[start SUPPLIED PASSAGE]

We’re told that pollinators are responsible for one out of every three bites of food we eat! Of all the animal pollinators, the most economically important in the world are managed honeybees. A U.N. report states that of the 100 crops that provide 90 percent of the world’s food, over 70 are pollinated by bees. In the U.S. alone, the honeybee’s economic contribution is over $19 billion.
Colony Collapse Disorder
In 2006, we first heard about the bee crisis, as beekeepers around the country reported massive loss of honeybees—in some cases, more than a third of hives and in the worst up to 90 percent. Bees were flying away and simply not returning; keepers found boxes empty except for a live queen; no bee corpses remained. The name CCD—colony collapse disorder--has now been given to this mysterious killer condition. Each year since, commercial beekeepers have reported unprecedented losses double what they consider normal --about a one-third annual loss. Though experts say we’re unlikely to experience a food security crisis as a result, the variety and nutritional value of our food system is threatened since most fruits, many vegetables, almonds, alfalfa and other crops all depend on honeybees for pollination.
The European Union announced a two-year ban on the use of neonicotinoids, the pesticide group of chemicals suspected of causing the honeybee decline and routinely used in our country on wheat, corn, soy, and cotton crops. Although a group of beekeepers and environmental groups sued the EPA for not acting, the U.S. has not sanctioned a ban here.
How can we help?
Beekeepers in Italy, Germany and France and other parts of the EU where action has been taken against harmful pesticides say that their bees are recovering. Bees need your help here at home to bring the same result.
- Write/email/call your government officials at state and federal levels to pass the needed legislation.

[end SUPPLIED PASSAGE]
[start DATA ROWS]

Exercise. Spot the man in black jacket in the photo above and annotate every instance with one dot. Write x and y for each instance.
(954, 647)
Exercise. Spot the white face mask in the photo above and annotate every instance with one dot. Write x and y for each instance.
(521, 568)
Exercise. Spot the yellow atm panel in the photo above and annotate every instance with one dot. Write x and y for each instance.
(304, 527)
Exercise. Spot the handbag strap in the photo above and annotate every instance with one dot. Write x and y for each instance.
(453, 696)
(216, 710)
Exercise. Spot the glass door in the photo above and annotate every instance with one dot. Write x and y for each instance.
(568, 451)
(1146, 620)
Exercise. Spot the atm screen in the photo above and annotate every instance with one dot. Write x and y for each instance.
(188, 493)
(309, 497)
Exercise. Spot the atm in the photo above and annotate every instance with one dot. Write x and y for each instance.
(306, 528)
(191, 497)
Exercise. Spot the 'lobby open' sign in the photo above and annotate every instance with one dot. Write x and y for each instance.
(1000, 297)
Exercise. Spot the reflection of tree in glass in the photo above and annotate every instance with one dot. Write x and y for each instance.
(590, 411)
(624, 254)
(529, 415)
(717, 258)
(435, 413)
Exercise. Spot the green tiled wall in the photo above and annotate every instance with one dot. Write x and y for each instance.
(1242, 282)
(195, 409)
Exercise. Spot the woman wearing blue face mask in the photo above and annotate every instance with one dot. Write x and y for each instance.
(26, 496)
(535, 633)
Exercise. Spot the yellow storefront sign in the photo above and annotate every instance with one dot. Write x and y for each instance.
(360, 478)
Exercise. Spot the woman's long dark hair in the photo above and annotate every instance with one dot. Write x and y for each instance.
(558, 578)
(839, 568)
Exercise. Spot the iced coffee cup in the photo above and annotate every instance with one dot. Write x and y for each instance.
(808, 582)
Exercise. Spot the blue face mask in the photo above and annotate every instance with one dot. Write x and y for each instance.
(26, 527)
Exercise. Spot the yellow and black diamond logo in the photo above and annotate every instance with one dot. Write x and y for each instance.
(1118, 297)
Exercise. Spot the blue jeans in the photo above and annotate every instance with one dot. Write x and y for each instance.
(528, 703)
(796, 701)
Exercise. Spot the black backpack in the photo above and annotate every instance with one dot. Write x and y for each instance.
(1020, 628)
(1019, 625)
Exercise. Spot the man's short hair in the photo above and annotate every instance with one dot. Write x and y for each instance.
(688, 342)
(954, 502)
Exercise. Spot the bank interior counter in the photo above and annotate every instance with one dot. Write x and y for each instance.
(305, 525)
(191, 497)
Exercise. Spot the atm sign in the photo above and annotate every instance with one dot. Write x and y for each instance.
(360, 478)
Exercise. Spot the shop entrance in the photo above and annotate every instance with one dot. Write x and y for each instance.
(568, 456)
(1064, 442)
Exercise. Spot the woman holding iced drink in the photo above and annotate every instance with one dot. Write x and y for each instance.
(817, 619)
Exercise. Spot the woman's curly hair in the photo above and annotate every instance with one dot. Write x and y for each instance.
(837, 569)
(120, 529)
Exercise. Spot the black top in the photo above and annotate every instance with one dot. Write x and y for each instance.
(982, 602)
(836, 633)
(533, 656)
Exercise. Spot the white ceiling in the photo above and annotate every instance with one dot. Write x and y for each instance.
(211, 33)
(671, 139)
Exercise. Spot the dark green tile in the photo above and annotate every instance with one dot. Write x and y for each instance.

[end DATA ROWS]
[start DATA ROWS]

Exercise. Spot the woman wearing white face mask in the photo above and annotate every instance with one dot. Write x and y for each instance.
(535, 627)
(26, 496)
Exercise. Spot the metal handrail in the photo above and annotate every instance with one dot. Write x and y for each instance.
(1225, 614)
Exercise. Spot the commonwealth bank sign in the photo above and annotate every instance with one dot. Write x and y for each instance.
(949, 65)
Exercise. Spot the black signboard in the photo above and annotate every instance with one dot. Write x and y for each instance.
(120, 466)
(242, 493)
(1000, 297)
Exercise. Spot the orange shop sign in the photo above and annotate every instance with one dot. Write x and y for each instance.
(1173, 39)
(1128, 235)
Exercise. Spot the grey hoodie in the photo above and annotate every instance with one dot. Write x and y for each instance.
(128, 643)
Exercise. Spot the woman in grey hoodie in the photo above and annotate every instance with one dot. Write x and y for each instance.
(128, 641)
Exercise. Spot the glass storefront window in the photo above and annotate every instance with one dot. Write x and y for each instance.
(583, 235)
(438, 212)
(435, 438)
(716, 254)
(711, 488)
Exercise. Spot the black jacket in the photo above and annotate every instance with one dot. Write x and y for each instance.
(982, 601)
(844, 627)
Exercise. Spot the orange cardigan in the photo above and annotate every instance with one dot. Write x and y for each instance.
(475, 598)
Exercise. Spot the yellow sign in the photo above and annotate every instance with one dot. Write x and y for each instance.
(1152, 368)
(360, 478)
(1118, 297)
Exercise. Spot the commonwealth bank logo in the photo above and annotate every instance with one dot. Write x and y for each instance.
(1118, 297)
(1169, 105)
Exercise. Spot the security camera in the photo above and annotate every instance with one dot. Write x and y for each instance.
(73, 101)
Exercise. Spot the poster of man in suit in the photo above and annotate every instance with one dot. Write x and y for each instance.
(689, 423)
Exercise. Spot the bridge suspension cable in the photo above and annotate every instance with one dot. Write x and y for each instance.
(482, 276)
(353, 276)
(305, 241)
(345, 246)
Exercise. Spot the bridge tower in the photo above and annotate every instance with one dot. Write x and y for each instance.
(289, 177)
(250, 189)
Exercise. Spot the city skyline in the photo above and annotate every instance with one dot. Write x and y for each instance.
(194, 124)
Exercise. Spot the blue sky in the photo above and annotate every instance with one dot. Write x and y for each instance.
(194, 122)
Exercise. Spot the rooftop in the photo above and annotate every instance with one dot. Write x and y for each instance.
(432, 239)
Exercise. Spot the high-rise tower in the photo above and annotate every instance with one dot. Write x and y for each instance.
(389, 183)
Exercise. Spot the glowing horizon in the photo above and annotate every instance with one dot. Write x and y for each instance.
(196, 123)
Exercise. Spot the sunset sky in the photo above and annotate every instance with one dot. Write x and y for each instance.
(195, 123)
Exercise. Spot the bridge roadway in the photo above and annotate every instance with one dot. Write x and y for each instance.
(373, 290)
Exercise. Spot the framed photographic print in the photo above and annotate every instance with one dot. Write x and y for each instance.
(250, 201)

[end DATA ROWS]

- _REQUIRED TASK_
In the honeybee decline passage, how long is the European Union's ban on neonicotinoids?

- _TASK RESPONSE_
Two years.